**Selected text**
*****

Using Static Code Analysis to Improve Log Parsing
Introduction
Palantir has invested extensively in enabling remote debugging workflows powered by our log and telemetry infrastructure. Sometimes we must investigate issues with third-party software that we run, and thus care about capturing logs and metrics for these components. Combining regular expressions and static code analysis, we have been able to extract structured information from these otherwise unstructured logs. This blog post outlines how we do it.
Our logs and telemetry infrastructure
Backend and frontend components of Palantir’s products, Gotham and Foundry, emit log and metric information in a structured JSON format rather than as unstructured text. These structured log lines look like this:
{
"type": "service.1,
"message": "Accessing dataset.",
"level": "DEBUG",
"params": {
"dataset": "my-dataset",
},
"time": "2019-07-28T09:31:04.46165-07:00"
}
Note that these structured logs avoid a common logging practice of inserting parameters into the log message via string formatting, creating a variable message. Structured logs with known schemas facilitate indexing, searching, and analyzing log information. For instance, we could run a query against our log database to count the occurrence of this particular log entry:
SELECT *
FROM service.1-logs
WHERE message = "Accessing dataset."
Structured logs also allow for more complex queries like aggregations on specific fields within the log. Log aggregations offer a drill-down approach to debugging. Perhaps, for example, we’d learn something if we bucketed our query results by the params.dataset
field:
SELECT COUNT(*)
from service.1-logs
WHERE message = "Accessing dataset."
GROUP BY params.dataset
(Aside: we don’t actually use SQL when querying these logs, but use it here as it is widely understood.) This query’s results may reveal anomalous behavior around a certain dataset and tip us off where to look next. This flexibility in log querying has greatly improved the ability of product teams to become operationally responsible for their software, and makes supporting a product everywhere it’s deployed (often hundreds of installations) tractable for even small teams. There’s a little gap in coverage here, though — what about supporting and debugging open-source software that doesn’t produce logs in the format we expect?
Making third party logs consumable
Our Rubix team (Rubix is our name for our Kubernetes infrastructure) runs third party software like etcd, vault, and Kubernetes that do not produce logs in this format, but we still want these logs to flow through our pipeline so that product developers can reliably use the same debugging workflow for both Palantir-written and third-party software. Over a year ago now, we wrote a small tool called planer to solve this problem. Planer uses regular expressions to impose Palantir’s standard log structure on unstructured log lines from third-party software, thus allowing us to index and analyze third party through the same log pipeline.

*****

**Information given**

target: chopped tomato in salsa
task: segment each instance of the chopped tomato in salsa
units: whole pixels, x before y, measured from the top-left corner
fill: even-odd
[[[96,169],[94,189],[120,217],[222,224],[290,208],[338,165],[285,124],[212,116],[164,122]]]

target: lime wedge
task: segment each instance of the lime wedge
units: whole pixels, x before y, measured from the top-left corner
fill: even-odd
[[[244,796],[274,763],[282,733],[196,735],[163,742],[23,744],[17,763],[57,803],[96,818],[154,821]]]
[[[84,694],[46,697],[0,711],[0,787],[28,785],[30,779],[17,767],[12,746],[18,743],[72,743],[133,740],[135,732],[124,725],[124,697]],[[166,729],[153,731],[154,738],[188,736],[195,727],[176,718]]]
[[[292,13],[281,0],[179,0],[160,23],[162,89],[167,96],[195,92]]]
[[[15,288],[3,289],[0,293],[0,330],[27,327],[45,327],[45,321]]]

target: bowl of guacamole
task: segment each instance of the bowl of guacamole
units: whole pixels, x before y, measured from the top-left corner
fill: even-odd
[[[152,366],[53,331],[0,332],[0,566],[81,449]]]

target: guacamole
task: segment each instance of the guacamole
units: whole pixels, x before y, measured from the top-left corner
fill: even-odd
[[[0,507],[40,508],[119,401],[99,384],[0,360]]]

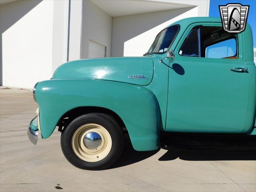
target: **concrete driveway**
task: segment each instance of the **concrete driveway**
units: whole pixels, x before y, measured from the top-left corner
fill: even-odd
[[[26,129],[37,107],[31,91],[0,90],[0,185],[4,191],[256,191],[256,151],[139,152],[126,138],[124,152],[108,170],[71,165],[56,130],[30,143]]]

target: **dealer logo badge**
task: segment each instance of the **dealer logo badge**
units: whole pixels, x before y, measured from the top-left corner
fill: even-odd
[[[243,6],[239,4],[219,6],[224,30],[229,33],[238,33],[244,31],[246,26],[249,7],[249,5]]]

*****

**Tasks to carry out**
1. Return the records starting at the line containing "target: guacamole" and ending at the last line of the records, keeping each line unchanged. Leave out the pictures.
2. Write the next part of the article on using static code analysis to improve log parsing, picking up after its final sentence.

**Task results**
1.
target: guacamole
task: segment each instance of the guacamole
units: whole pixels, x before y, measured from the top-left corner
fill: even-odd
[[[0,507],[40,508],[119,401],[99,384],[0,360]]]

target: **concrete driveway**
task: segment each instance of the **concrete driveway**
units: whole pixels, x before y, measured from the top-left corner
fill: even-odd
[[[26,129],[37,107],[31,91],[0,90],[0,185],[4,191],[256,191],[256,151],[139,152],[126,138],[124,152],[108,170],[71,165],[56,130],[30,143]]]

target: **dealer logo badge**
task: segment each instance of the **dealer logo badge**
units: whole pixels, x before y, measured from the top-left corner
fill: even-odd
[[[243,6],[239,4],[219,6],[224,30],[229,33],[238,33],[244,31],[246,26],[249,7],[249,5]]]

2.
Planer’s shortcomings
Writing regular expressions is hard — handcrafting these regexes can be very time-consuming, and the resulting regexes are often brittle. Moreover, planer will drop any log line that doesn’t match any of its configured regular expressions. For this reason, most of our early planer configurations had overly general regular expressions — this meant that the log lines we were searching for while debugging issues mostly had the parameters somewhere in the messages, instead of being pulled out into the params field. Note that this meant we were capturing all the logs we wanted, we just weren’t imposing any useful structure on them, and this caused us to eat a good amount of pain and lose valuable time while debugging in production.
What options do we have for improving planer configurations? We could either:
- Search existing logs and see which messages looked like they had parameters in them, and then handcraft regular expressions to match these lines.
- Inspect the source code of the third-party product and back out regular expressions from logging calls the code makes.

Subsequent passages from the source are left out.